The input

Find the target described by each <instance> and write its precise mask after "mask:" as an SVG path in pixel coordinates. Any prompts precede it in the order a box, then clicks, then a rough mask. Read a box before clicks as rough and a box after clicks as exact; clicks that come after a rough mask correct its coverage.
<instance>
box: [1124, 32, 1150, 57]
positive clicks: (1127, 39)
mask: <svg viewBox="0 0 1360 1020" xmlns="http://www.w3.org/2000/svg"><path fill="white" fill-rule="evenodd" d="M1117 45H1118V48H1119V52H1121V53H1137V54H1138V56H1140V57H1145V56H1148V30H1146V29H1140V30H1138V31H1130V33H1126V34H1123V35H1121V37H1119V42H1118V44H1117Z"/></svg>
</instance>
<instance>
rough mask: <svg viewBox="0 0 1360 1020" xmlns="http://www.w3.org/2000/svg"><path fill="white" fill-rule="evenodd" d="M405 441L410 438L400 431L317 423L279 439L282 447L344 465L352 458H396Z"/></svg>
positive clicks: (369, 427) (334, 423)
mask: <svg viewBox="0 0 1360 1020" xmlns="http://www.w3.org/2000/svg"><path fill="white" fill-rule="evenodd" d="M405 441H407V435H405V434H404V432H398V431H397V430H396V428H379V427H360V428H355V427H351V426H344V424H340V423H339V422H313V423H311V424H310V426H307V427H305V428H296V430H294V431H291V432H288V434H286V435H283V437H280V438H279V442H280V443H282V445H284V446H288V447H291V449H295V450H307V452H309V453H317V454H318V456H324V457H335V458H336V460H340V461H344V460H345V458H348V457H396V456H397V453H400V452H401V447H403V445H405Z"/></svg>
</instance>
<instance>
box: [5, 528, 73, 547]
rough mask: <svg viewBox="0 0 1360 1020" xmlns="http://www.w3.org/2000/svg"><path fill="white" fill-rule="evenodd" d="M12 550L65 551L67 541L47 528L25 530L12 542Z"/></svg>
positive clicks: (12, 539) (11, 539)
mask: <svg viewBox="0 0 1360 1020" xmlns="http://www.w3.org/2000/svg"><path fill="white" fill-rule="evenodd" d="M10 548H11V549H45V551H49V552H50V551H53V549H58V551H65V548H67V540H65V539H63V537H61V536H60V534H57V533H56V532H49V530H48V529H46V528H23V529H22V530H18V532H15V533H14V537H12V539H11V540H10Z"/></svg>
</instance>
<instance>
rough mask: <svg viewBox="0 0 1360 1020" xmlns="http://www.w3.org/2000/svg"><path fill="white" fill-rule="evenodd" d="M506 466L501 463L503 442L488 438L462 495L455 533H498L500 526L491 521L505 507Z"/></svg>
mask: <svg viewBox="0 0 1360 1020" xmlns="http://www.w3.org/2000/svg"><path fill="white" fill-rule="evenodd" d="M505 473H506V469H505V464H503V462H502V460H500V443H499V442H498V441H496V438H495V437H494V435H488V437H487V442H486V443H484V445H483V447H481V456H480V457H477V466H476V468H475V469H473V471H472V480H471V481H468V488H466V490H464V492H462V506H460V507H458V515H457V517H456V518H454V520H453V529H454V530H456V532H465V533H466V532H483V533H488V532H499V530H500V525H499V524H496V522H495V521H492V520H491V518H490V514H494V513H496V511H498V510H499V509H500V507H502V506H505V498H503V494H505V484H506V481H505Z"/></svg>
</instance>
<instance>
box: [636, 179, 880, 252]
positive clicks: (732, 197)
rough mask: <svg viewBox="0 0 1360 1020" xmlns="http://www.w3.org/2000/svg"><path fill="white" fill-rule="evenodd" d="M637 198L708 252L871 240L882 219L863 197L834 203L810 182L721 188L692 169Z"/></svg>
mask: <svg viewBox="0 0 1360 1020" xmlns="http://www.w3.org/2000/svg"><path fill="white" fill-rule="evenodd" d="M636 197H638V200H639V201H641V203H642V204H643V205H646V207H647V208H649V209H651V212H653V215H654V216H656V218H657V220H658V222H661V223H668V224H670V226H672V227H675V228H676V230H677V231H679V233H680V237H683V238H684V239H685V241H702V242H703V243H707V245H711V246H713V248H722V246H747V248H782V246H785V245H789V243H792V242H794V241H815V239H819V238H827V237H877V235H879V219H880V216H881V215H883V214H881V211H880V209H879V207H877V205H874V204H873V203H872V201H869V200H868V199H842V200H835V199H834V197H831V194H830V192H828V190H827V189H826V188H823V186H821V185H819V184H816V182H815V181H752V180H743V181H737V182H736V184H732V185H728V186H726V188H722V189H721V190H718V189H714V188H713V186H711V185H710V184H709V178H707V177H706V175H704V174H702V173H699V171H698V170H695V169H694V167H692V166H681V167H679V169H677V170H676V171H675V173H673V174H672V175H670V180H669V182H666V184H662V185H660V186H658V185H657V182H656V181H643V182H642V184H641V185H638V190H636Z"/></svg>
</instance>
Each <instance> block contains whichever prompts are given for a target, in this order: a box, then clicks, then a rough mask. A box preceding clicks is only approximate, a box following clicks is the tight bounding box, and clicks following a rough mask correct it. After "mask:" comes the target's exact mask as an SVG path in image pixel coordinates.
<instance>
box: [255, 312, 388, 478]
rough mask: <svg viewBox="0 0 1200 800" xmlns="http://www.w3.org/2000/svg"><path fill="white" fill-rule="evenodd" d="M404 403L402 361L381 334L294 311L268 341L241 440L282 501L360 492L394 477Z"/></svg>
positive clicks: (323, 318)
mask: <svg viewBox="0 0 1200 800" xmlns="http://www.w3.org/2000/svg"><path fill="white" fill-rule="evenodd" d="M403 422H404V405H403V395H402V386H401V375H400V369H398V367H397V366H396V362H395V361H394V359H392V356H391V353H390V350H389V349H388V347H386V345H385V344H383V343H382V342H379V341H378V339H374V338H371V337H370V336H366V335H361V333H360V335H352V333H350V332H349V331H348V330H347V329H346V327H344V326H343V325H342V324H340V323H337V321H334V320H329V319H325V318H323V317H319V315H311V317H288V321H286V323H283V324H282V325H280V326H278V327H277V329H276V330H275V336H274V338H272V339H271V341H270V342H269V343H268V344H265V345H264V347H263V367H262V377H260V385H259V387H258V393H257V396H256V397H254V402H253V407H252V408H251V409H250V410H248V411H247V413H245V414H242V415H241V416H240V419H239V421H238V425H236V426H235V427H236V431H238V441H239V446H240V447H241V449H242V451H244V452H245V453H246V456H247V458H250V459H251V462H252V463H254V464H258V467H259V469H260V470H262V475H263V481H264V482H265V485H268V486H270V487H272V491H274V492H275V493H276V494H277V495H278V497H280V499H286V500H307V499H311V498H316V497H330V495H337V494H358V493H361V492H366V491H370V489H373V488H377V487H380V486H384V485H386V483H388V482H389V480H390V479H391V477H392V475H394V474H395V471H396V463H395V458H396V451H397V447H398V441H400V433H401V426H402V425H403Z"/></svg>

Exercise objective
Exact reproduction of the listing above is required.

Task solution
Find the target described by each <instance> and write its precise mask after "mask:" as an SVG path in pixel coordinates. Any prompts precede it in the order a box, then clicks, then a rough mask. Read a box before clicks as rough and a box after clicks as exact; clicks that come after a rough mask correct its coverage.
<instance>
box: [1124, 32, 1150, 57]
positive clicks: (1127, 39)
mask: <svg viewBox="0 0 1360 1020" xmlns="http://www.w3.org/2000/svg"><path fill="white" fill-rule="evenodd" d="M1117 45H1118V48H1119V52H1121V53H1137V54H1138V56H1140V57H1145V56H1148V30H1146V29H1140V30H1138V31H1130V33H1126V34H1123V35H1121V37H1119V42H1118V44H1117Z"/></svg>
</instance>
<instance>
rough mask: <svg viewBox="0 0 1360 1020" xmlns="http://www.w3.org/2000/svg"><path fill="white" fill-rule="evenodd" d="M405 441L410 438L400 431L317 423L279 439L282 447L344 465L352 458H396Z"/></svg>
positive clicks: (369, 427) (334, 423)
mask: <svg viewBox="0 0 1360 1020" xmlns="http://www.w3.org/2000/svg"><path fill="white" fill-rule="evenodd" d="M405 441H407V435H405V434H404V432H398V431H397V430H396V428H379V427H360V428H355V427H351V426H344V424H340V423H339V422H313V423H311V424H310V426H307V427H305V428H296V430H294V431H291V432H288V434H286V435H283V437H280V438H279V442H280V443H282V445H284V446H288V447H291V449H295V450H307V452H309V453H317V454H318V456H324V457H335V458H336V460H340V461H344V460H345V458H348V457H396V456H397V453H400V452H401V447H403V445H405Z"/></svg>
</instance>
<instance>
box: [5, 528, 73, 547]
rough mask: <svg viewBox="0 0 1360 1020" xmlns="http://www.w3.org/2000/svg"><path fill="white" fill-rule="evenodd" d="M12 550L65 551L67 541L47 528L25 530L12 542Z"/></svg>
positive clicks: (12, 539) (11, 539)
mask: <svg viewBox="0 0 1360 1020" xmlns="http://www.w3.org/2000/svg"><path fill="white" fill-rule="evenodd" d="M10 548H11V549H45V551H49V552H50V551H53V549H58V551H65V548H67V540H65V539H63V537H61V536H60V534H57V533H56V532H49V530H48V529H46V528H23V529H22V530H18V532H15V533H14V537H12V539H11V540H10Z"/></svg>
</instance>
<instance>
rough mask: <svg viewBox="0 0 1360 1020" xmlns="http://www.w3.org/2000/svg"><path fill="white" fill-rule="evenodd" d="M506 466L501 463L503 442L488 438L462 495L455 533H498L500 526L491 521L505 507Z"/></svg>
mask: <svg viewBox="0 0 1360 1020" xmlns="http://www.w3.org/2000/svg"><path fill="white" fill-rule="evenodd" d="M505 473H506V469H505V464H503V462H502V460H500V443H499V442H498V441H496V438H495V437H494V435H488V437H487V442H486V443H484V445H483V447H481V456H480V457H477V466H476V468H475V469H473V471H472V480H471V481H468V488H466V490H464V492H462V506H460V507H458V515H457V517H456V518H454V520H453V529H454V530H456V532H465V533H466V532H483V533H488V532H499V530H500V525H499V524H496V522H495V521H492V520H491V518H490V514H494V513H496V511H498V510H499V509H500V507H502V506H505V498H503V494H505V484H506V481H505Z"/></svg>
</instance>
<instance>
box: [636, 179, 880, 252]
positive clicks: (732, 197)
rough mask: <svg viewBox="0 0 1360 1020" xmlns="http://www.w3.org/2000/svg"><path fill="white" fill-rule="evenodd" d="M637 198L708 252L871 240L882 219L863 197L834 203L810 182L721 188L692 169Z"/></svg>
mask: <svg viewBox="0 0 1360 1020" xmlns="http://www.w3.org/2000/svg"><path fill="white" fill-rule="evenodd" d="M636 197H638V200H639V201H641V203H642V204H643V205H646V207H647V208H649V209H651V212H653V215H654V216H656V218H657V220H658V222H661V223H668V224H670V226H672V227H675V228H676V230H677V231H679V233H680V237H683V238H684V239H685V241H702V242H703V243H707V245H711V246H713V248H722V246H747V248H782V246H785V245H789V243H792V242H794V241H815V239H819V238H827V237H877V235H879V219H880V216H881V215H883V214H881V211H880V209H879V207H877V205H874V204H873V203H872V201H869V200H868V199H842V200H835V199H834V197H831V194H830V192H828V190H827V189H826V188H823V186H821V185H819V184H816V182H815V181H752V180H743V181H737V182H736V184H732V185H728V186H726V188H722V189H721V190H718V189H714V188H713V186H711V185H710V184H709V178H707V177H706V175H704V174H702V173H699V171H698V170H695V169H694V167H692V166H681V167H679V169H677V170H676V171H675V173H673V174H672V175H670V180H669V182H666V184H662V185H660V186H658V185H657V182H656V181H643V182H642V184H641V185H638V190H636Z"/></svg>
</instance>
Each <instance> block contains whichever prompts are given for a target, in this order: a box, then clicks, then a rough mask. A box preceding clicks is only approximate, a box following clicks is the tight bounding box, and clicks following a rough mask correct it. After "mask:" comes the target's exact mask as an SVG path in image pixel coordinates.
<instance>
box: [255, 312, 388, 478]
rough mask: <svg viewBox="0 0 1200 800" xmlns="http://www.w3.org/2000/svg"><path fill="white" fill-rule="evenodd" d="M404 403L402 361L381 334L294 311L268 341L241 440L282 501L360 492L394 477Z"/></svg>
positive clicks: (323, 318)
mask: <svg viewBox="0 0 1200 800" xmlns="http://www.w3.org/2000/svg"><path fill="white" fill-rule="evenodd" d="M403 422H404V405H403V395H402V386H401V375H400V369H398V367H397V366H396V362H395V361H394V359H392V356H391V353H390V350H389V349H388V347H386V345H385V344H383V343H382V342H379V341H378V339H374V338H371V337H370V336H366V335H361V333H360V335H352V333H350V332H349V331H348V330H347V329H346V327H344V326H343V325H342V324H340V323H337V321H334V320H329V319H325V318H323V317H319V315H311V317H288V321H286V323H283V324H282V325H280V326H278V327H277V329H276V330H275V336H274V338H272V339H271V341H270V342H269V343H268V344H265V345H264V347H263V367H262V377H260V385H259V387H258V393H257V396H256V397H254V402H253V407H252V408H251V409H250V410H248V411H247V413H245V414H242V415H241V416H240V419H239V421H238V425H236V426H235V427H236V431H238V441H239V446H240V447H241V449H242V451H244V452H245V453H246V456H247V458H250V459H251V462H252V463H254V464H258V467H259V469H260V470H262V475H263V481H264V482H265V485H268V486H270V487H272V491H274V492H275V493H276V494H277V495H278V497H280V499H286V500H307V499H311V498H316V497H330V495H337V494H358V493H361V492H366V491H370V489H373V488H377V487H380V486H384V485H386V483H388V482H389V480H390V479H391V477H392V475H394V474H395V471H396V463H395V458H396V451H397V447H398V441H400V433H401V426H402V425H403Z"/></svg>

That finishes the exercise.